SELECTED PASSAGE.

::::::::

Is it bland, this trinity? Or soothing, stable--a rock-solid triumvirate, each individual providing something the other two do not possess, without denying the other's virtues.

Wednesday, August 5, 2009

"Highly Variable"

Some botanical descriptions include the term "highly variable": our beloved native oak, Quercus agrifolia, is one such plant so described. The foliage can vary so dramatically, and inter species hybrids are so common, making exact identifications is difficult or impossible.

Consider, however, another plant that can be "highly variable":









"Now wait!" you say. "I see four different plants--a Sedum, a Euphorbia, and two Echeverias, probably E. 'After Glow' and possibly an E. imbricata hybrid."

Nope. According to the plant tags, all these plants are exactly the same. Genus "Succulent", Species: "Assorted".

I've been buying a lot of succulents lately. I've always liked them, but it wasn't time to own them again, until now. The first plant I ever grew, when my age was still in single digits, was a Graptopetalum paraguayense pup I was able to root, a gift from the elderly widow across the street, who had some enthusiasm for gardening. She had a cloud of snowy white hair, a canary named Tweety, and a desert tortoise named Speedy (and, okay, maybe not a lot of imagination where names for pets were concerned). She and her husband had driven out to the desert one day in the 1930's and picked up a desert tortoise and brought him home and he was their pet for forty years. Back then you could do that--drive out to nowhere in the California desert and dig up plants and catch tortoises and bring them all home to plant in the garden or make a pet of. And elderly widows had white hair, not blond. Back then.

::::::::

PROMPT A. Reproduce the passage about succulents from "Is it bland, this" to "difficult or impossible.".
PROMPT B. Pick up the passage about succulents after its last sentence and keep writing it.

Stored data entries
::::::::

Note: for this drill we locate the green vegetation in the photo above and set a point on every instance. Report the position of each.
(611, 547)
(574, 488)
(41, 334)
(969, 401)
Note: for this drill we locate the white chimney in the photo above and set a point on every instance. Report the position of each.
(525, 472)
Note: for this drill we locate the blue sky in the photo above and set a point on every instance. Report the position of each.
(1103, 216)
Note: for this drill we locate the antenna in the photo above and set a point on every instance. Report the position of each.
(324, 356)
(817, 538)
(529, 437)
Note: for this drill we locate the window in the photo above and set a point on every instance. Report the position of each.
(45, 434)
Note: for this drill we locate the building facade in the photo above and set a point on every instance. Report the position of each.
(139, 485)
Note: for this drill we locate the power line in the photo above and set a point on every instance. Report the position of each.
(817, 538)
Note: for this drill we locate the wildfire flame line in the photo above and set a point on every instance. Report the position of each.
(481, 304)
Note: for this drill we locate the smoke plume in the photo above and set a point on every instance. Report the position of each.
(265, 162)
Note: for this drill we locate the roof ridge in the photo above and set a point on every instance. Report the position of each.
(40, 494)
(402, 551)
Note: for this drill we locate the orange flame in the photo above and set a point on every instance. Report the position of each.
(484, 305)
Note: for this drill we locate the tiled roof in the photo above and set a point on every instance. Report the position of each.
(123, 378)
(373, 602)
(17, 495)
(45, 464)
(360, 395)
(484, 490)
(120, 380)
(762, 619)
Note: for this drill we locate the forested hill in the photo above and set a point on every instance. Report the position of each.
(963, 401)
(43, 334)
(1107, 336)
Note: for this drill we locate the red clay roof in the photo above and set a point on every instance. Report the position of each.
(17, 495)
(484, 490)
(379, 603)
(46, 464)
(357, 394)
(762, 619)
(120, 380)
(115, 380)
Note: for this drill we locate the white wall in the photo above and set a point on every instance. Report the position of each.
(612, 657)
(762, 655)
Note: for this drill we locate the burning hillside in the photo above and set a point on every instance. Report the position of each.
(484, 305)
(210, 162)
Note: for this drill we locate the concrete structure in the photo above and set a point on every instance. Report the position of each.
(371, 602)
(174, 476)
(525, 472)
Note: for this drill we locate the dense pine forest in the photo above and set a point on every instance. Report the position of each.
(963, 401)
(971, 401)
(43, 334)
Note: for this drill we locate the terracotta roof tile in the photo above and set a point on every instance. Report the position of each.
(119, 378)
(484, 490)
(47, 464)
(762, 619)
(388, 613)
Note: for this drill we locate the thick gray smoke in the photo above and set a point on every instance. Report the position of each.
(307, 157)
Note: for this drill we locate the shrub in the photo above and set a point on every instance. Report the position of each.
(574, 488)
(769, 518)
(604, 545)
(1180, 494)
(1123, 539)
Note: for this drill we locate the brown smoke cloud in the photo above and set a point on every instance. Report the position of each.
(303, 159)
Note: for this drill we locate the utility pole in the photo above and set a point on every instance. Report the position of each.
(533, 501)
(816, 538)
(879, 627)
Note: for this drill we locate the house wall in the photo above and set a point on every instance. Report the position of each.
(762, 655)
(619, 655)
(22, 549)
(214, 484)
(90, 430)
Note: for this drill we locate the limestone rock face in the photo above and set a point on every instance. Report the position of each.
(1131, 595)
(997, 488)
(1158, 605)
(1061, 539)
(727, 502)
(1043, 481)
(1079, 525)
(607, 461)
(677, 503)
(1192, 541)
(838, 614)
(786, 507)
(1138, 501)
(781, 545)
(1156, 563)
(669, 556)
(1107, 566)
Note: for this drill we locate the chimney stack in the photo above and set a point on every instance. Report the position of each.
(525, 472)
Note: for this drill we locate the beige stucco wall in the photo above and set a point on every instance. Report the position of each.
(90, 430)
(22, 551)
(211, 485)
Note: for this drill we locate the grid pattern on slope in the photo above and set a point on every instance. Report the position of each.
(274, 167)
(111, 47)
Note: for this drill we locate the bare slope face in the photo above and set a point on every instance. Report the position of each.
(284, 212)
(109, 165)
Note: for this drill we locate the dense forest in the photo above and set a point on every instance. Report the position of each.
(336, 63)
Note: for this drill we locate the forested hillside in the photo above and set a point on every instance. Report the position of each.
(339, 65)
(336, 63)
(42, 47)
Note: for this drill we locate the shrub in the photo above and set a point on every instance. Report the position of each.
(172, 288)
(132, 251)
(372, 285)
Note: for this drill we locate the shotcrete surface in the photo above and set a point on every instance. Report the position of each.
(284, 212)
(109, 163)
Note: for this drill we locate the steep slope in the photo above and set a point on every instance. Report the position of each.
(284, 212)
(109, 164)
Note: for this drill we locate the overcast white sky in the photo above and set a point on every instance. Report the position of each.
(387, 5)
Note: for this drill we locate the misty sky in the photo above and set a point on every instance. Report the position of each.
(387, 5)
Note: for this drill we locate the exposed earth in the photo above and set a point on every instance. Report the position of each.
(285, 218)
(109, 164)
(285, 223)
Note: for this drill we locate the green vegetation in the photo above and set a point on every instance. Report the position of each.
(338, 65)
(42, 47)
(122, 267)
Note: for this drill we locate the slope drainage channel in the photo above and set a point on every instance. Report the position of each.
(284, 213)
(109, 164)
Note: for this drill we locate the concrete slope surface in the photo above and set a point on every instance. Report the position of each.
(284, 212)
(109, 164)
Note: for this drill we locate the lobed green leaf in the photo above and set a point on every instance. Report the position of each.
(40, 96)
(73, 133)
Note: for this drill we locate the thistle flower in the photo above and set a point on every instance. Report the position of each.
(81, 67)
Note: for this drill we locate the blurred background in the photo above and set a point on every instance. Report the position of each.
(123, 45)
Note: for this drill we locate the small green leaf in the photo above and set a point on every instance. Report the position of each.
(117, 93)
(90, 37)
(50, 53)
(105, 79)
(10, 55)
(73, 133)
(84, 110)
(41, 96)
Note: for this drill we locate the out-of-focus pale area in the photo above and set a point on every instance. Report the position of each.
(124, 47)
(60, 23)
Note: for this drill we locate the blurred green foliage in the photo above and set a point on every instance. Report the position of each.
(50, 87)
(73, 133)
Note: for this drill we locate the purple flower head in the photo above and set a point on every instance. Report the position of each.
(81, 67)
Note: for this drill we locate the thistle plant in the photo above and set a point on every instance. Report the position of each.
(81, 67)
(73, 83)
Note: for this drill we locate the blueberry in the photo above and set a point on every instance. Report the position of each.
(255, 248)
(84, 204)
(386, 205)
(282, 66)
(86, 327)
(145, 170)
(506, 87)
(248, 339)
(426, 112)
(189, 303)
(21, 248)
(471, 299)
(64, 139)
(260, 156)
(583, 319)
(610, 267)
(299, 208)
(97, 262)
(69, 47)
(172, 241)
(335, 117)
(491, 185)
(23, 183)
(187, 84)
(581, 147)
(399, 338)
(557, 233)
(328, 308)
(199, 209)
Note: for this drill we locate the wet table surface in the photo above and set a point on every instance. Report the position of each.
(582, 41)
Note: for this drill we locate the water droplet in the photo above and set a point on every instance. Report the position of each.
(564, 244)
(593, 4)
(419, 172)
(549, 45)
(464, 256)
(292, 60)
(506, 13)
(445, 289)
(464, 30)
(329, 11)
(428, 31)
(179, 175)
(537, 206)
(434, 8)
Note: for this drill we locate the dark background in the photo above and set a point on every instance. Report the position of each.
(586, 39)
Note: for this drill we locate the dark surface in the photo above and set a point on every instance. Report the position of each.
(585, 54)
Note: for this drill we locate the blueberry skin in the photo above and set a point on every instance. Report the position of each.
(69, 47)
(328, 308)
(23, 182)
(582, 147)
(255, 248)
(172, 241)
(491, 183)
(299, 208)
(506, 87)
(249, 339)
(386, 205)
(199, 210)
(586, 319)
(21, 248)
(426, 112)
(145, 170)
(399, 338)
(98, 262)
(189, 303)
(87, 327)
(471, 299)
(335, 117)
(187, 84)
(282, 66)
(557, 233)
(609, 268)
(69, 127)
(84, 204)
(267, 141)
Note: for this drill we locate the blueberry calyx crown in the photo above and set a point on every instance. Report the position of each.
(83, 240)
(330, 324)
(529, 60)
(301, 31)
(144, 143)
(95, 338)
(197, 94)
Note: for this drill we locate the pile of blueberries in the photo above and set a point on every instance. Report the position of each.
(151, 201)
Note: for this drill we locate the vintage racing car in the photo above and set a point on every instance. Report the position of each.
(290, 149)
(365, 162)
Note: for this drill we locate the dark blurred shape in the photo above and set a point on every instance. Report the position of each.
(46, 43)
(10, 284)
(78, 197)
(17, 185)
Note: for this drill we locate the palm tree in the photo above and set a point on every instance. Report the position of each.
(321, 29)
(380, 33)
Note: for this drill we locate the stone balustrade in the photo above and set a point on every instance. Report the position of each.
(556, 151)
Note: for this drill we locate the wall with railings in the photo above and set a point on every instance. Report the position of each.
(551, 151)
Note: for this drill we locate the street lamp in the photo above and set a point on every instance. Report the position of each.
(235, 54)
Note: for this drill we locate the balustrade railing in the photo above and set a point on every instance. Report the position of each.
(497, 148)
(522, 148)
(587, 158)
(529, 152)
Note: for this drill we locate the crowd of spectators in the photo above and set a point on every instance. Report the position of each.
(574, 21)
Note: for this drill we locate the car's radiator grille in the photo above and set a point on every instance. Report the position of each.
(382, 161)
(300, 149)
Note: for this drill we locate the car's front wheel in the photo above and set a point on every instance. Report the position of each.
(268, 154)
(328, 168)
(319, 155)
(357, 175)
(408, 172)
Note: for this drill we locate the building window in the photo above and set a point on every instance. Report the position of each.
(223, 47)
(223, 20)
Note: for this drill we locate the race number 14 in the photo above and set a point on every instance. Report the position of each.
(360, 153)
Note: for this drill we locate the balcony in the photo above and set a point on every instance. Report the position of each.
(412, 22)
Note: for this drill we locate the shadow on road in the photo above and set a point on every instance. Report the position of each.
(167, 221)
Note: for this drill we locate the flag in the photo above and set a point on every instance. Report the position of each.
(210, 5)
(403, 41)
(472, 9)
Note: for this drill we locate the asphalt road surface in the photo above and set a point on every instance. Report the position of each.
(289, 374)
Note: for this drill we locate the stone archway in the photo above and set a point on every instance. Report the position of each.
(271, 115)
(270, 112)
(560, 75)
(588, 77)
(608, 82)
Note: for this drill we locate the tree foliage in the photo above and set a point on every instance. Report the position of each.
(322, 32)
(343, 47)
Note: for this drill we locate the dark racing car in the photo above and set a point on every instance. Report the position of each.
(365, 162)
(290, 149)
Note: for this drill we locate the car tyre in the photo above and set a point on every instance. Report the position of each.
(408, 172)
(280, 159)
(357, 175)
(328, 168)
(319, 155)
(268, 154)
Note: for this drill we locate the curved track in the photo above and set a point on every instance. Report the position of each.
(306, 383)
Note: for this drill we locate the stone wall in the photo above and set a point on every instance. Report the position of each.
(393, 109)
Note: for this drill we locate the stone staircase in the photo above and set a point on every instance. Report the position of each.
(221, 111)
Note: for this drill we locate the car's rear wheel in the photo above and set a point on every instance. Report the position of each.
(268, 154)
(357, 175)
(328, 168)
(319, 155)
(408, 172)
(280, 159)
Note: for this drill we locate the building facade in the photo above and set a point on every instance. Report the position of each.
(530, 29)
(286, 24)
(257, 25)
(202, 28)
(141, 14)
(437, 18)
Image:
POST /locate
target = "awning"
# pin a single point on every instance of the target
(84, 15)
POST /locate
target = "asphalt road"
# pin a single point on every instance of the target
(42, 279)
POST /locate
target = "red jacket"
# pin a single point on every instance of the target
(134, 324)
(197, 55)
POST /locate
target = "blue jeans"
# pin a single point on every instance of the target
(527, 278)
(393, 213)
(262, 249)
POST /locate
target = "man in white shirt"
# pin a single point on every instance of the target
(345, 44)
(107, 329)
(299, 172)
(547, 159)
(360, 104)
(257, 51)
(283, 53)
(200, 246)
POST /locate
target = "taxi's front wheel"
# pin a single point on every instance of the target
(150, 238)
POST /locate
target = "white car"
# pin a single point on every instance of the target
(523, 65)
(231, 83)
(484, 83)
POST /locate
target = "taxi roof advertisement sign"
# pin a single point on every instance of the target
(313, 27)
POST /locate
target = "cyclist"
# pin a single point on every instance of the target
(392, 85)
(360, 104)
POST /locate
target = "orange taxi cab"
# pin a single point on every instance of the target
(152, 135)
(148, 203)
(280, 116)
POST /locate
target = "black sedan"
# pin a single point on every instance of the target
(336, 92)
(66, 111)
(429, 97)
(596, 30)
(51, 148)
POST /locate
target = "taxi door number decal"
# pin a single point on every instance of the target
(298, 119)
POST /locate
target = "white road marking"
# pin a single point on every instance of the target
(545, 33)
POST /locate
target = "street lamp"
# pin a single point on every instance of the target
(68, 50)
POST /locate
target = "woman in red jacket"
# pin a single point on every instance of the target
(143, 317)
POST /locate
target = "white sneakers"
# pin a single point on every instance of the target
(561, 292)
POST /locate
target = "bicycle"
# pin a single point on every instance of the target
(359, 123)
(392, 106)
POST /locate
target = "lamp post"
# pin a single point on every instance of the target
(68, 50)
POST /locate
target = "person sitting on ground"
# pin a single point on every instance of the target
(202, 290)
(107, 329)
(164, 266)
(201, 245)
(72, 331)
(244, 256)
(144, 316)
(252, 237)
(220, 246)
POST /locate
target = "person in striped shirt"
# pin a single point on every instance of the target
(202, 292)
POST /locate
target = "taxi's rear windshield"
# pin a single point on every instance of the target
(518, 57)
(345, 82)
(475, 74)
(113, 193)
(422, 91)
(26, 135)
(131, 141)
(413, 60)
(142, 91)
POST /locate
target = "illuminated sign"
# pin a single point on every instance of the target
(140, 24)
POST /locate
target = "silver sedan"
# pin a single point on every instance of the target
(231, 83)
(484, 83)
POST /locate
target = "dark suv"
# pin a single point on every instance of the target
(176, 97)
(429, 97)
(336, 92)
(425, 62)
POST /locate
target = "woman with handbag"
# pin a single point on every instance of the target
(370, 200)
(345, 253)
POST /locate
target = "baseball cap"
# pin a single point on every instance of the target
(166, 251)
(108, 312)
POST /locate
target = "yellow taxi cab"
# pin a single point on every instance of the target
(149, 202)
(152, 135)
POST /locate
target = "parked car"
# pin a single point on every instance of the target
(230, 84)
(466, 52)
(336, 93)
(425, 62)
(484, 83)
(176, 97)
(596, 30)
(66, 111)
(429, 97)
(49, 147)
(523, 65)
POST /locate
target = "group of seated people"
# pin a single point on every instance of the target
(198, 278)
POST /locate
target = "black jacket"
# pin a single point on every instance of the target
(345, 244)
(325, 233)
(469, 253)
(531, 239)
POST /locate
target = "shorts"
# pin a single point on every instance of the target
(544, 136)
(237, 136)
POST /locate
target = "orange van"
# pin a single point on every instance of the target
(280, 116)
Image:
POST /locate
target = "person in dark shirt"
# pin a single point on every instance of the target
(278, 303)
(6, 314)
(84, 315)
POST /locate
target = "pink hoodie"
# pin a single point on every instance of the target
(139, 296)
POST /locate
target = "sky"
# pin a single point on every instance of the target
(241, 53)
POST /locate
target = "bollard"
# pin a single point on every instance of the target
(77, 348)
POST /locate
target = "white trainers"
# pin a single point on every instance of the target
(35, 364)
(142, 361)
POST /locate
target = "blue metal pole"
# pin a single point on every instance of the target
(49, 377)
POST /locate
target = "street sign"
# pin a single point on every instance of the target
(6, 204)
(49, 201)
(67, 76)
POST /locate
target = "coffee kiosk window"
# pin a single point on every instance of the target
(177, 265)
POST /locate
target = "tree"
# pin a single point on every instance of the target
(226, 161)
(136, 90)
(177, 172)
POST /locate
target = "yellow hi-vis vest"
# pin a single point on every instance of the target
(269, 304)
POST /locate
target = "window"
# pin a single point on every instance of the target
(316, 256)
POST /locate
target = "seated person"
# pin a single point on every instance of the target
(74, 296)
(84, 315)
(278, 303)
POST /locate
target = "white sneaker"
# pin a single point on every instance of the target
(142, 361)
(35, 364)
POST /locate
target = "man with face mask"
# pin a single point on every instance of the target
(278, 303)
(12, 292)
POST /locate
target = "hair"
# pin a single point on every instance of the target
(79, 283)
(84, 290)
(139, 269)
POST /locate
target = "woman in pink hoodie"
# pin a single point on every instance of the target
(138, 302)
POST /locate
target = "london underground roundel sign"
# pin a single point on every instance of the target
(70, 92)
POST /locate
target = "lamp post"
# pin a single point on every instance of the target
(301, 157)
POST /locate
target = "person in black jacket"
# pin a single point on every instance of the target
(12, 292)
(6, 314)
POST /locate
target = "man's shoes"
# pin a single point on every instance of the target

::::::::

TASK RESULT A.
Is it bland, this trinity? Or soothing, stable--a rock-solid triumvirate, each individual providing something the other two do not possess, without denying the other's virtues.

Wednesday, August 5, 2009

"Highly Variable"

Some botanical descriptions include the term "highly variable": our beloved native oak, Quercus agrifolia, is one such plant so described. The foliage can vary so dramatically, and inter species hybrids are so common, making exact identifications is difficult or impossible.

TASK RESULT B.
I did not know the plant as "Graptopetalum paraguayense". It was simply "my plant". I had only the one, so a name was unnecessary. I'm unsure what happened to it, but I had it for years. I know I didn't kill it. It probably ended up planted in the ground, and when we moved it got left behind. I still have another plant that elderly widow gave my mother, a Sedum that is not quite S. dasyphyllum. I haven't been able to identify it. It is a frosty blue variant of S. dasyphyllum, and I've never found it for sale.

Between those two plants and today are decades of a non-succulent way of life. I wish that the nurserymen of Southern California would tag their Sedums, Echeverias, Sediverias, Graptopetalums, Graptoverias, Euphorbias, and such with the correct name, but I deduce they know I would buy them anyway, so why bother?

Succulents are again in my life, mostly all highly, even wildly variable Succulent assorteds. In future decades perhaps I will have only one plant again. I've bought a lot of Succulent assorteds, but not yet a Graptopetalum paraguayense. I'm holding off. Maybe that will be my first plant and also my last. Symmetrical, rather than highly variable. And the only name needed will be just "my plant".

Monday, August 3, 2009

A Zealous Friend to Roses

Zelus renardii, the Leaf Hopper Assassin Bug, is an aggressive predator and therefore a stalwart friend to roses. However, it is slightly less friendly to Rosarians, because it can inflict a painful sting if accidentally handled.

So leave her where she is, and know she's there to eat the bad guys, not to gnaw through a perfect fat golden flower bud.



It's difficult for me to write anything when I'm in a funk, and I've obviously been in a long dark slide the past month. I was struggling with a sick koi who I couldn't save, and concerned that other koi would be next. Pond treatments, antibiotics, an appearance of Fish Lice, getting a microscope for examinations and learning to use it, learning to anesthetize a fish for treatment, a setback in the biological filters meaning I was constantly checking water quality and making adjustments.

My pets--I'm responsible for them. I bought them and brought them here and so I owe them my care. I apologize for my failure. And an apology to you, Reader. Sorry I've been away. I must apologize also to my roses, who have also been neglected during all this. Zealous I must be as well. The Assassin Bug can't do it all herself.